======== Text provided

This weekend is looking perfect for some fishing.

Temperatures should be mild, and the trout should be more active with those cooler temperatures than during the summer.

Our high country lakes are always a productive spot for anglers to visit, and with mild winds predicted over the weekend, they’d be the perfect spot for a fishing trip.

The Outdoor Access live streaming webcams are also an excellent resource for helping plan a trip; if you want to see how good their service is, call into the fishing hut at Hunting and Fishing Tower Junction and check out the feed they have on display there.

If you are looking for a family fishing trip close to Christchurch, you can’t go past the Rotokohatu lakes.

These lakes opened for fishing on April 1st, and all licence holders, including children, juniors, and adults, can fish there, making it a perfect venue for a family trip.

The effort that Christchurch City Council has put into improving the facilities there has been fantastic, and we totally recommend a visit.

Last weekend, the nor-west rain dump gave a welcome top-up to many of the region's rivers. The Rakaia River got close to a mean annual flood level, and the Waimakariri River was about half of that.

Needless to say, though those sea-run salmon that have been waiting offshore for a fresh to come down the river will have entered the rivers after last weekend.

Salmon anglers have a couple of weekends left in the season, so this weekend is a good opportunity for salmon angling.

Fish & Game Officer Emily Craig releases a lamprey back into the Ashley River.

Last week, the North Canterbury staff and staff from other Fish & Game regions and other agencies undertook Electric Fishing Training with NIWA.

The NIWA electric fishing course is an industry-standard required to safely operate its electric fishing machines. It also allowed us to see the abundant aquatic life in a couple of our lowland rivers and streams.

One rare example recovered during our training in the Ashley River on the second day was this adult kanakana or lamprey pictured being released back into the water by Fish & Game Officer Emily Craig.

These fish are classified as Threatened – Nationally Vulnerable and are a rare sight in most of our waterways but more so in daylight hours.

Lamprey (Geotria australis) are ancient fish that have existed for over 360 million years. There are 38 known species worldwide, but only one species is found in New Zealand.

Lamprey are migratory fish, moving between fresh and saltwater to complete their lifecycle. The lamprey lifecycle differs distinctly from New Zealand’s other migratory freshwater native fish. Lamprey spend most of their lives at sea and only move into freshwater to spawn and for their juvenile life stage.

Adult lamprey could be mistaken for eels from a distance, but a closer look easily distinguishes them. Eels have jaws and teeth, but the lamprey’s jawless mouth is a circular fleshy sucker filled with hundreds of tiny teeth and a rasping tongue. Unlike eels, lamprey have no fins near their head. Just behind their eyes, lamprey have seven pairs of small holes that are the openings of their external gills.

Lamprey are secretive and can be very hard to spot. They often hide during the day under logs or large rocks or burrow into streambeds, venturing out at night to feed. Lamprey use their powerful sucking mouths to climb steep waterfalls while migrating upstream.

It was a privilege for staff to see one of these in the wild, and it goes to show we should never be surprised by what lives in our rivers.

================

Required tasks
a: In the fishing report, on what date did the Rotokohatu lakes open for fishing?
b: Continue the fishing report, starting after its final sentence.
The records that follow aren't needed for anything here.

======== Material

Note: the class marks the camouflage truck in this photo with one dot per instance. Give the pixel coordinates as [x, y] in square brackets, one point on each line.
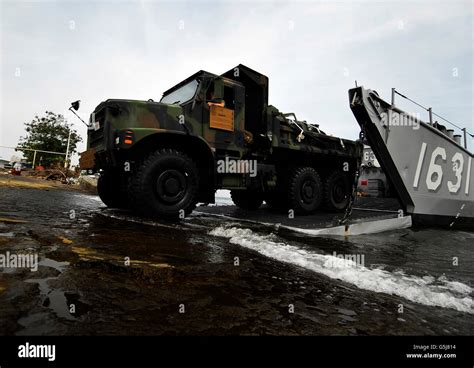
[214, 132]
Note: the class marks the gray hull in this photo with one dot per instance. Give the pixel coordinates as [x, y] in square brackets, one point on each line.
[430, 172]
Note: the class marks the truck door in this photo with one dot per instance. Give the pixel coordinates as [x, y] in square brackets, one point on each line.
[223, 126]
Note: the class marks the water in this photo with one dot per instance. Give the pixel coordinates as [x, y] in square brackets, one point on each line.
[232, 276]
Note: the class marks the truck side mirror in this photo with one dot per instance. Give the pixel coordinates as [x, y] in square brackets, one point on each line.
[218, 94]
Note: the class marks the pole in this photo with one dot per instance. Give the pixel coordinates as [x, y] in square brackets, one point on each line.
[67, 149]
[465, 137]
[34, 160]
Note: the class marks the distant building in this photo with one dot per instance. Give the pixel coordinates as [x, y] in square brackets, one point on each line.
[3, 162]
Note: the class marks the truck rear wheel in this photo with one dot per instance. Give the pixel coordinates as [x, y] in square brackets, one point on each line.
[337, 191]
[246, 199]
[111, 189]
[165, 185]
[304, 191]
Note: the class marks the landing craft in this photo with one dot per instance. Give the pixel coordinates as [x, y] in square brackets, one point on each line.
[430, 171]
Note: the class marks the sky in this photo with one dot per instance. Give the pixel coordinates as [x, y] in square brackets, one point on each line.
[56, 52]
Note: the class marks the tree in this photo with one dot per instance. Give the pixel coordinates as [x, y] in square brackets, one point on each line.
[49, 133]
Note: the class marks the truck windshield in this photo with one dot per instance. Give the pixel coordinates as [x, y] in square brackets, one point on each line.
[182, 94]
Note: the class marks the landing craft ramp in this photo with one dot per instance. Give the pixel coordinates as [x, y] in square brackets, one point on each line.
[430, 170]
[369, 215]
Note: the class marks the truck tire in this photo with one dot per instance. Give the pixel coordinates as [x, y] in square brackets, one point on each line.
[304, 191]
[246, 199]
[165, 185]
[111, 190]
[337, 191]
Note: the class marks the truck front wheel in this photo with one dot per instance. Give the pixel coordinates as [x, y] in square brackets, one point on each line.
[305, 191]
[247, 199]
[165, 185]
[337, 191]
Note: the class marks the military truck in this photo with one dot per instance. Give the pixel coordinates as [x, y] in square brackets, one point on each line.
[212, 132]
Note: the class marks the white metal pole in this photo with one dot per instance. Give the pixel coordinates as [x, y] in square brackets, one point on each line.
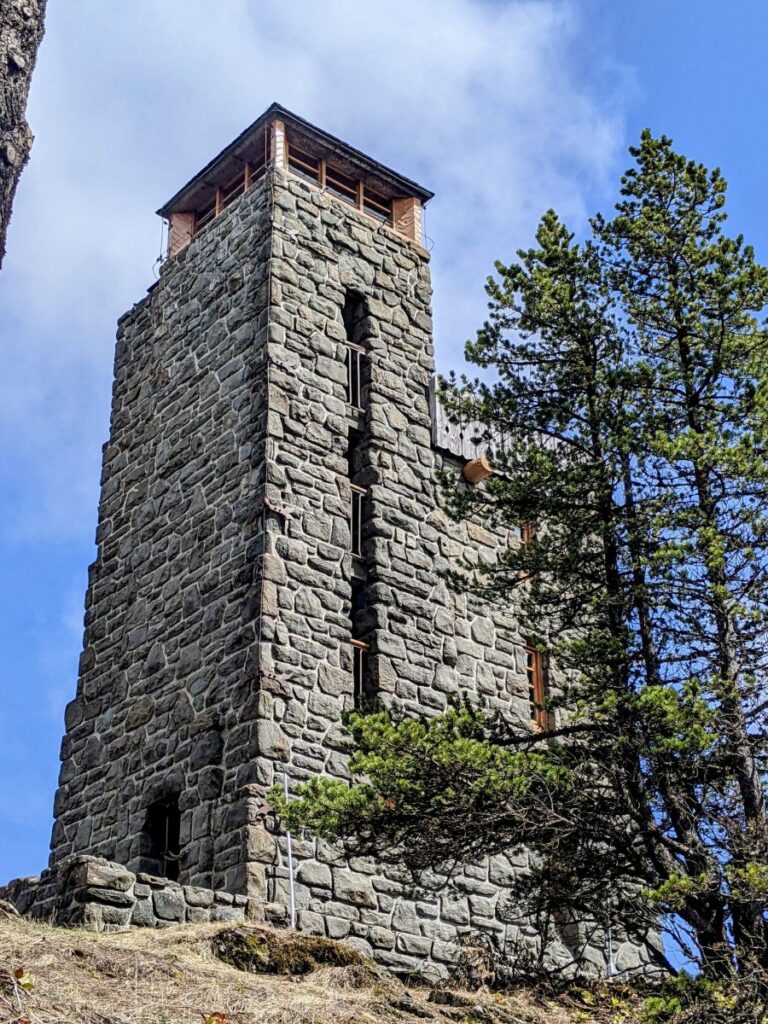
[291, 890]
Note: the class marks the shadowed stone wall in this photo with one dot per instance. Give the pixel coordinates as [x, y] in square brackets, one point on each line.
[217, 652]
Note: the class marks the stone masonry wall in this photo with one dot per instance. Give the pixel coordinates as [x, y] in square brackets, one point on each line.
[167, 688]
[217, 654]
[426, 642]
[100, 896]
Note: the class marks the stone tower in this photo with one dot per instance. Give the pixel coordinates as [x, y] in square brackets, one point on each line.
[270, 545]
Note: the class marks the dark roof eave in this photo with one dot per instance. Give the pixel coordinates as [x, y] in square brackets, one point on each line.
[176, 202]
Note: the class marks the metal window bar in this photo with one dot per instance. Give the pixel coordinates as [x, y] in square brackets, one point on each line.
[355, 357]
[359, 654]
[358, 495]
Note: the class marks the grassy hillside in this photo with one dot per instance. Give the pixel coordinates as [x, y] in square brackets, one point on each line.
[177, 976]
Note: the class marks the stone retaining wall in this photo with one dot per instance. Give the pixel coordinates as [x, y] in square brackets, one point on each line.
[101, 896]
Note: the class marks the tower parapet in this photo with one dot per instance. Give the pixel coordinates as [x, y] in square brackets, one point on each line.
[271, 549]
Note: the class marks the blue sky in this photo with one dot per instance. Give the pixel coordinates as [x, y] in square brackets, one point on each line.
[503, 108]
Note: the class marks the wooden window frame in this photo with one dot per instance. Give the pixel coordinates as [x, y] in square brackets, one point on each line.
[359, 653]
[357, 498]
[537, 689]
[338, 183]
[355, 359]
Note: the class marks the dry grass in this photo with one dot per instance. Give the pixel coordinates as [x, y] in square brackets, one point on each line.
[170, 976]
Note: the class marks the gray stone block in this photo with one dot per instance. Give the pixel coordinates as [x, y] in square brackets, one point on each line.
[169, 904]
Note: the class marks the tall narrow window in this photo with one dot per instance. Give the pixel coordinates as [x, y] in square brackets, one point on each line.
[353, 315]
[537, 689]
[357, 498]
[162, 839]
[361, 689]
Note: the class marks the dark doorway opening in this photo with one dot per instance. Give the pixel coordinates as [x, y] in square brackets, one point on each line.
[162, 839]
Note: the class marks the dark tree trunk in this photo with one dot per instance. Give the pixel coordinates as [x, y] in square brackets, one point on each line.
[20, 33]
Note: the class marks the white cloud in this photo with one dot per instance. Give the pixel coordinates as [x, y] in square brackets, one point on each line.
[479, 100]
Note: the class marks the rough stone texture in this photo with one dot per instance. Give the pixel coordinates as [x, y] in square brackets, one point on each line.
[65, 895]
[217, 650]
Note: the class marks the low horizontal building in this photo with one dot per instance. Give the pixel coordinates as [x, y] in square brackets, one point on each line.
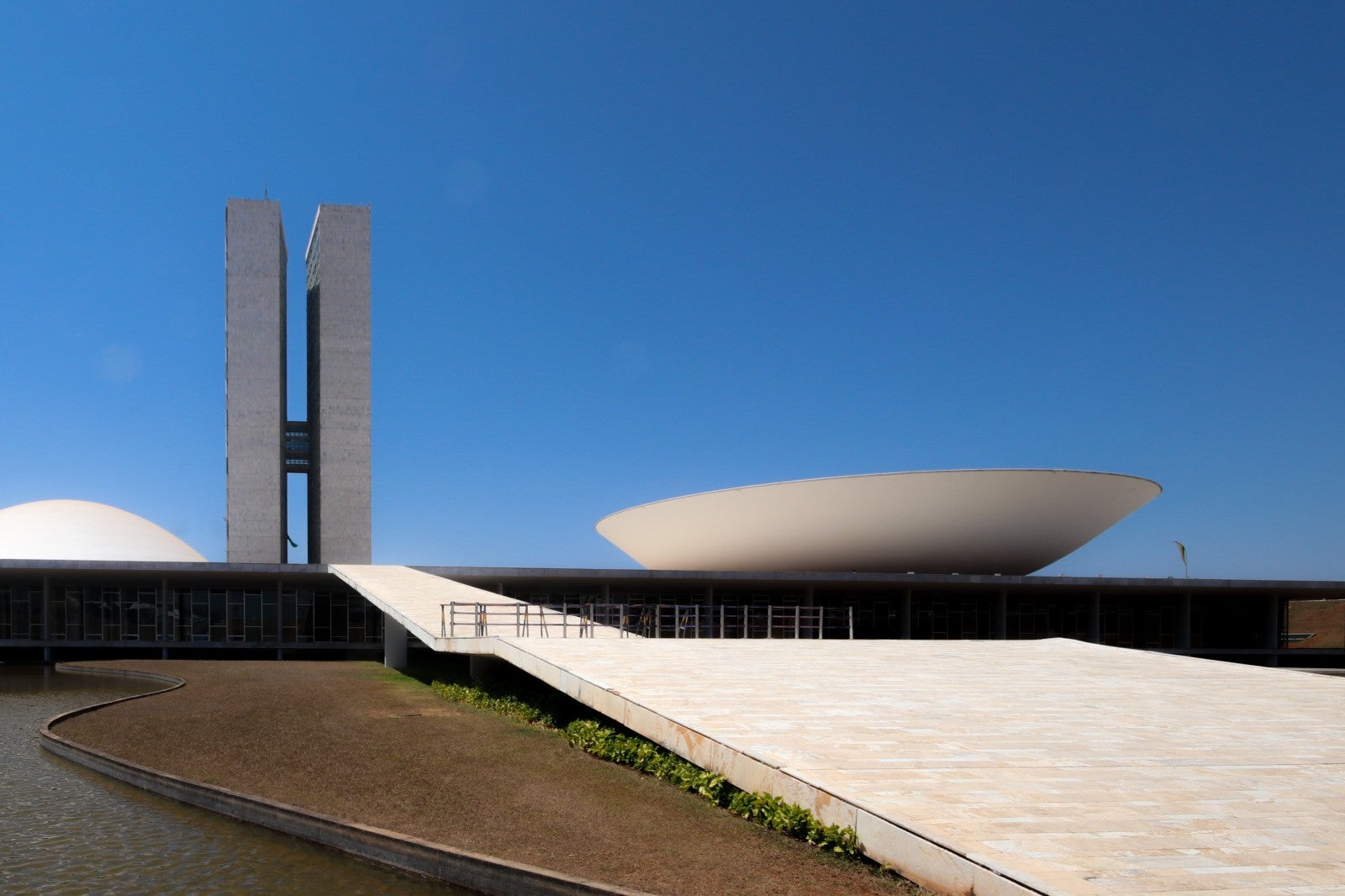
[74, 609]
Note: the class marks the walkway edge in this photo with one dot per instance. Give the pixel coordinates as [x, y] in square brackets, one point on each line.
[914, 853]
[483, 873]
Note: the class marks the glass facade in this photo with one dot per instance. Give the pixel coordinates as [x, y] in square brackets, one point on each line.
[161, 614]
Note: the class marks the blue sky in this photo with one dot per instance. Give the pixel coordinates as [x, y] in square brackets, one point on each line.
[625, 252]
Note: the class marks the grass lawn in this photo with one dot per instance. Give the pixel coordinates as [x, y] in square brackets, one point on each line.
[363, 743]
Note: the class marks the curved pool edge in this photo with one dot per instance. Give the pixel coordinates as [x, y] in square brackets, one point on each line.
[447, 864]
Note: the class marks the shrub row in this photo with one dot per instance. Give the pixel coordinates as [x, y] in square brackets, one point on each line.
[605, 743]
[764, 809]
[501, 704]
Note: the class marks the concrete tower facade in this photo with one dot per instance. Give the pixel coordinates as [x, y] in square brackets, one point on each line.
[340, 387]
[333, 445]
[255, 380]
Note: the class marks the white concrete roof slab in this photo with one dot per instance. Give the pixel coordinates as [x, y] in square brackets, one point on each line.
[1048, 766]
[939, 521]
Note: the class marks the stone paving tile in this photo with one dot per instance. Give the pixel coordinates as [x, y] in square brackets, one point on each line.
[1073, 767]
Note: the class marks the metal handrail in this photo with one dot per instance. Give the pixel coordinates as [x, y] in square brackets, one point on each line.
[646, 620]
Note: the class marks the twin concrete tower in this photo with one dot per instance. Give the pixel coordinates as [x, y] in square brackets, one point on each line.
[264, 445]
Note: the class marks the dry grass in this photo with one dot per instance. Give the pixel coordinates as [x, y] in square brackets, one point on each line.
[1324, 618]
[361, 743]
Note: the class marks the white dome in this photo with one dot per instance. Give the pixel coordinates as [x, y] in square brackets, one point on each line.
[87, 530]
[950, 521]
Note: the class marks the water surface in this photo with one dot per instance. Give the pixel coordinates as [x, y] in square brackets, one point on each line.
[65, 829]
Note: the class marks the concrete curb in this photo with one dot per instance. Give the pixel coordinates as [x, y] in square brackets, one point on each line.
[483, 873]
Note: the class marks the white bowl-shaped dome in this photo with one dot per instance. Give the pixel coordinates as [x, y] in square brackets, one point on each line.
[87, 530]
[950, 521]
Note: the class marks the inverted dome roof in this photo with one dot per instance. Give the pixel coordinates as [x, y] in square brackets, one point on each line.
[950, 521]
[87, 530]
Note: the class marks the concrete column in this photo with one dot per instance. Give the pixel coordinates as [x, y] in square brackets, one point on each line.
[1273, 634]
[46, 609]
[1184, 620]
[394, 643]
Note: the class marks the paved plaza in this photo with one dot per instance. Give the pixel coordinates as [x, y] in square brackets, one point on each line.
[1059, 766]
[1002, 767]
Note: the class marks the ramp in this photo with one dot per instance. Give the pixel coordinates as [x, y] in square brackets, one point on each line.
[1048, 767]
[423, 604]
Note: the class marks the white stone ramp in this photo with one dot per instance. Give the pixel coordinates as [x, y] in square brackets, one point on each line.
[416, 600]
[1004, 767]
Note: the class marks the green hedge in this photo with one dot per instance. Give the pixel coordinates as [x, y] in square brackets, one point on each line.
[605, 743]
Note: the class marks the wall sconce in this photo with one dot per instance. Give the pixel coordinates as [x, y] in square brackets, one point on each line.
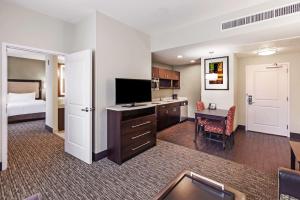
[211, 76]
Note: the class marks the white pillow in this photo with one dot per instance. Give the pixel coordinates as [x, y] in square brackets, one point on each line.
[20, 97]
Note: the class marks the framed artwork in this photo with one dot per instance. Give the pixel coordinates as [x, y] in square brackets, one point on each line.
[219, 67]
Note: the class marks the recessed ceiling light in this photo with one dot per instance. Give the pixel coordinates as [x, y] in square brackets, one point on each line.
[266, 51]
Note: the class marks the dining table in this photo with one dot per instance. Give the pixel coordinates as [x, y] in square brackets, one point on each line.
[209, 114]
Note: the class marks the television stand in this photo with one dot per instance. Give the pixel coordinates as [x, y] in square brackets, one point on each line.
[133, 105]
[130, 132]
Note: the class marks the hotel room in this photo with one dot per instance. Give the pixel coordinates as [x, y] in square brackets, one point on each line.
[162, 100]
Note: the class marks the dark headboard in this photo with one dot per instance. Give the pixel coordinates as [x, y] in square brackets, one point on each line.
[25, 86]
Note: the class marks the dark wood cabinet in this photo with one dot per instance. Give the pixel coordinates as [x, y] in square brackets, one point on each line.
[61, 119]
[167, 115]
[130, 133]
[155, 72]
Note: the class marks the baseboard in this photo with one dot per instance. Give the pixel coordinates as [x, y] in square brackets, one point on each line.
[48, 128]
[191, 119]
[100, 155]
[295, 136]
[241, 127]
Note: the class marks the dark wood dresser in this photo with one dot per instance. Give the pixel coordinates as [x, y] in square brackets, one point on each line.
[130, 132]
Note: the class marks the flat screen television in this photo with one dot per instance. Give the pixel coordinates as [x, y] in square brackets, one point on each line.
[131, 91]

================

Task responses
a: April 1st.

b:
Ashley River Fish Salvage

Staff and a volunteer headed back out to salvage brown trout from the Ashley River this morning. 
While the pool was quite shallow, the temperature and oxygen levels in the pool were very good and the fish were quite lively.
This leads us to believe this was a new isolated pool created when the water dropped following the recent downpour. 
All 14 of the good-sized brown trout were captured and relocated.

2024 Rangers Competition

Celebrate the end of the sea-run salmon season with Fish & Game Staff, Honorary Rangers and fellow anglers at the 2024 Rangers Competition!

When & Where

  • Friday 26th April
  • Kairaki Beach (North side of the Waimakariri River mouth)
  • There are toilet facilities in the carpark area.

How to enter

  • No pre-registration is required; just start fishing!
  • If you catch a salmon, come to the weigh-in station at the Fish & Game tent by 1:00 pm to weigh it in! You must show your 23/24 season fishing licence AND your filled-in sea-run salmon licence when entering a fish (We will not accept any entries without these two licences being shown).
  • If you don’t have any luck on the day, you can still present your licence at the Fish & Game tent any time before 1:00 pm to go into the spot prize draw! 

Fishing & Weigh-in

  • Fishing may commence at 5:00 am as per North Canterbury fishing regulations
  • Fish must be caught between the Waimakariri Mouth and the Kairaki Yacht Club at Kairaki Creek on the north side only (area highlighted in red below)
  • Weigh-ins from 8:00 am – 1:00 pm at the Fish & Game tent on the beach (can’t miss it!)
  • Prizegiving to follow at 1:30 pm
  • The competition will be held rain or shine!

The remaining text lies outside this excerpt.